**Description of the task:**
Restate the listing below word for word, pictures excluded.

*** Extracted data

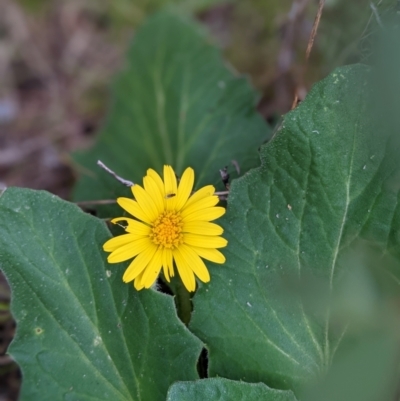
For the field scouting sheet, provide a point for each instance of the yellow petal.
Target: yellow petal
(133, 226)
(117, 242)
(138, 282)
(196, 264)
(165, 264)
(153, 190)
(171, 188)
(133, 208)
(128, 251)
(202, 228)
(152, 270)
(184, 271)
(145, 202)
(139, 264)
(170, 262)
(213, 255)
(204, 192)
(157, 179)
(185, 188)
(204, 203)
(203, 241)
(209, 214)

******

**Task solution:**
For the field scouting sheet, provide a point for each instance of the yellow petal.
Target: yellow petal
(133, 226)
(117, 242)
(138, 282)
(196, 264)
(165, 264)
(153, 190)
(171, 188)
(133, 208)
(128, 251)
(202, 228)
(152, 270)
(184, 271)
(145, 202)
(139, 264)
(170, 262)
(213, 255)
(204, 192)
(157, 179)
(185, 188)
(204, 203)
(203, 241)
(209, 214)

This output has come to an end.